Work instructions:
**a)** In the forum thread about steel mud scoops, which settings did the Bigfoot toy truck have?
**b)** Write out the part of the steel mud scoops thread starting with "they do not" and going on through "a lightweight fashion.", renaming "tire" to "wheel" each time it appears.

# Steel Mudzilla-Scoops



## phreebsd (Dec 16, 2004)

I wonder how these stay on


----------



## Roboquad (Sep 8, 2009)

is that a joke? wonder how they ride on hard pack.


----------



## phreebsd (Dec 16, 2004)

oh im sure they're clunky as all heck on crete but i cant see how they stay affixed.


----------



## hondarecoveryman (Feb 28, 2009)

they do not appear to be attached in any way ....... you _could_ drill a hole thru the cleatof the tire , there is a company that makes something similar that is a band type thing that you inflate the tire inside of


----------



## phreebsd (Dec 16, 2004)

Does anyone remember this toy? I had one. I've waned to implement something similar but in a lightweight fashion.


----------



## hondarecoveryman (Feb 28, 2009)

I had the black truck!!!! Man that was a long time ago


----------



## phreebsd (Dec 16, 2004)

i also had the bigfoot. it had 2x4, 4x4, F, R and N. 
man i missed that truck. 2 little shifters on top to control everything.

Supplied material:
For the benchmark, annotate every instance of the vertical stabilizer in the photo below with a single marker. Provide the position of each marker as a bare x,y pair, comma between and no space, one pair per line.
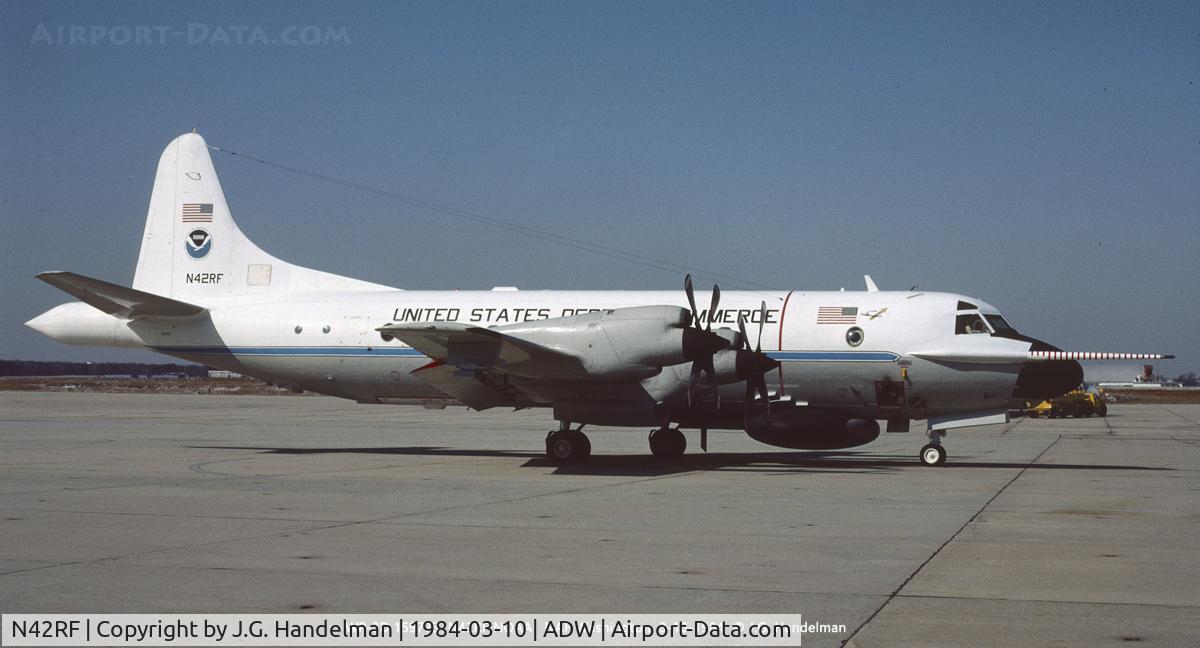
193,250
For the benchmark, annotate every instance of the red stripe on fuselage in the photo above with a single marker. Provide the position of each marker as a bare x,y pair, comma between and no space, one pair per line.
780,346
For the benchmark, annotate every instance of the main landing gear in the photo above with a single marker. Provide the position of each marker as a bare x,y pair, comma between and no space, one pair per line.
568,445
933,454
667,442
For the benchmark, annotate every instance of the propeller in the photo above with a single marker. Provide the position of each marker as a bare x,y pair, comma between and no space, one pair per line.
702,343
753,365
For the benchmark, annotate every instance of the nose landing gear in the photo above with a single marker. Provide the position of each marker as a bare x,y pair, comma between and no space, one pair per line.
933,454
667,442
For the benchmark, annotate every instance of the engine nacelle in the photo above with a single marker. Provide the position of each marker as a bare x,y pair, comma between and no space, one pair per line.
810,429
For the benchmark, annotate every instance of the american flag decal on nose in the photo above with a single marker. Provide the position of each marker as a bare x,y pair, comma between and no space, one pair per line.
837,315
197,213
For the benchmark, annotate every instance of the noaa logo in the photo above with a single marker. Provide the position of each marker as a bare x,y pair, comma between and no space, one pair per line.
199,244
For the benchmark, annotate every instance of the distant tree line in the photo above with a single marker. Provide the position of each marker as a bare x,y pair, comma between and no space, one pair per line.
33,367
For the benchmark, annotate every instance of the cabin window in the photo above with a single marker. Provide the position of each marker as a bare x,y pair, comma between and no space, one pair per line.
970,324
999,324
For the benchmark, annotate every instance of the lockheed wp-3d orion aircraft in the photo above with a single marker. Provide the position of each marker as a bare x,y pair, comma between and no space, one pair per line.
802,370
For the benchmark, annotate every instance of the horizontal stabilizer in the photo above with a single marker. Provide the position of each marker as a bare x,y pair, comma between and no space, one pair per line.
1002,358
118,300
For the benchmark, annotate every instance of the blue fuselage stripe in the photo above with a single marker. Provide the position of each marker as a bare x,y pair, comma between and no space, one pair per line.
355,352
834,357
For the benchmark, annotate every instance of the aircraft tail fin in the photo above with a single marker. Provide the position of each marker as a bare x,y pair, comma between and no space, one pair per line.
118,300
192,249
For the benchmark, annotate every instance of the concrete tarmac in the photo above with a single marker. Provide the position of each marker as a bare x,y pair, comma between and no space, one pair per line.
1036,533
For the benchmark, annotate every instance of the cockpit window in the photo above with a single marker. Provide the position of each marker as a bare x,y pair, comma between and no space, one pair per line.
970,323
999,324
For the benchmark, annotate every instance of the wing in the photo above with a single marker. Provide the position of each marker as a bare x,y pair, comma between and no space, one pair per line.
474,365
473,347
119,300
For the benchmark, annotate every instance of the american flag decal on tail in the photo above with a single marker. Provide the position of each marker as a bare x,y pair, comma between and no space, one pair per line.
197,213
837,315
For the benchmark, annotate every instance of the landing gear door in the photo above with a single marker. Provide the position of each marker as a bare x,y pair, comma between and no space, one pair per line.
889,397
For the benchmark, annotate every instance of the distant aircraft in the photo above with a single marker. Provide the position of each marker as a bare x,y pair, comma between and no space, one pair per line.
815,370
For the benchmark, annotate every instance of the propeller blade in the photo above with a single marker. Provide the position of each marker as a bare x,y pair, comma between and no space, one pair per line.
712,307
762,322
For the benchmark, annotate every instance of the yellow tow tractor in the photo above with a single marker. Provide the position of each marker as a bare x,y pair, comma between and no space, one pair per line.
1078,403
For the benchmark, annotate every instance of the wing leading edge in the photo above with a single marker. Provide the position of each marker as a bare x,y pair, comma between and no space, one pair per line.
118,300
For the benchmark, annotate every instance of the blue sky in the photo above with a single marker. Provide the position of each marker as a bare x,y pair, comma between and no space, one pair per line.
1044,157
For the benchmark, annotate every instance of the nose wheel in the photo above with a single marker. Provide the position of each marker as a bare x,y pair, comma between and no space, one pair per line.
568,445
933,454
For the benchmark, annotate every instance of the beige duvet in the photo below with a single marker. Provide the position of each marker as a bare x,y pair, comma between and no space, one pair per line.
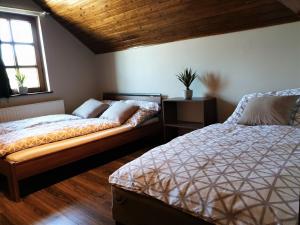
224,174
19,135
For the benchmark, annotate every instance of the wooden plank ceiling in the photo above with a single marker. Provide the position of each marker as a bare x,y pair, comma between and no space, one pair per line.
111,25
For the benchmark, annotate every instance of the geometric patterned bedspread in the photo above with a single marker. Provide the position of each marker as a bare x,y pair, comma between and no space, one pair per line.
224,174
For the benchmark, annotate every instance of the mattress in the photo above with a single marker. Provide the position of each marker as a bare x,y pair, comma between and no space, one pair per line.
42,150
223,174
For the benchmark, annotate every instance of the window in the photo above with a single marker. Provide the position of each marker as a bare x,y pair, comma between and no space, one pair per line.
20,49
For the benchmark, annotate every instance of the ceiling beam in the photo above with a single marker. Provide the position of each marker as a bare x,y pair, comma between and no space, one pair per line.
293,5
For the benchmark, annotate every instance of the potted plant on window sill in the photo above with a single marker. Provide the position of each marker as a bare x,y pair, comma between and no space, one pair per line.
187,77
21,79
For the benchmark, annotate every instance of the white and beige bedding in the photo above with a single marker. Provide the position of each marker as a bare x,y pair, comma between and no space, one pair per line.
46,149
31,133
224,174
38,131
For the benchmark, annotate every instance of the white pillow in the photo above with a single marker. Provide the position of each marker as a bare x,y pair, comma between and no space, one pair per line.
90,109
238,112
119,112
153,106
141,116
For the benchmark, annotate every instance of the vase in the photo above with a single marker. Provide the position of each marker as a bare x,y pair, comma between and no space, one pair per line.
188,94
23,90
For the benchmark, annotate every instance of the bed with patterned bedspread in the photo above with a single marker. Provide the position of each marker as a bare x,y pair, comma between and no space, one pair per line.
224,173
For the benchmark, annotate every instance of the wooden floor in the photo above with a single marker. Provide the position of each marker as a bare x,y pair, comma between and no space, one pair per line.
74,194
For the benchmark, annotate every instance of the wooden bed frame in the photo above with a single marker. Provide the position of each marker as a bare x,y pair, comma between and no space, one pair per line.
14,172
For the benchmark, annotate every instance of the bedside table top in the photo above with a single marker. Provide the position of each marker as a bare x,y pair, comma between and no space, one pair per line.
195,99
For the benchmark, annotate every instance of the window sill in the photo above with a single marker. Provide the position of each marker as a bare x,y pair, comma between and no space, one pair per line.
31,94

List of solutions:
**a)** It had 2x4, 4x4, F, R and N.

**b)**
they do not appear to be attached in any way ....... you _could_ drill a hole thru the cleatof the wheel , there is a company that makes something similar that is a band type thing that you inflate the wheel inside of


----------



## phreebsd (Dec 16, 2004)

Does anyone remember this toy? I had one. I've waned to implement something similar but in a lightweight fashion.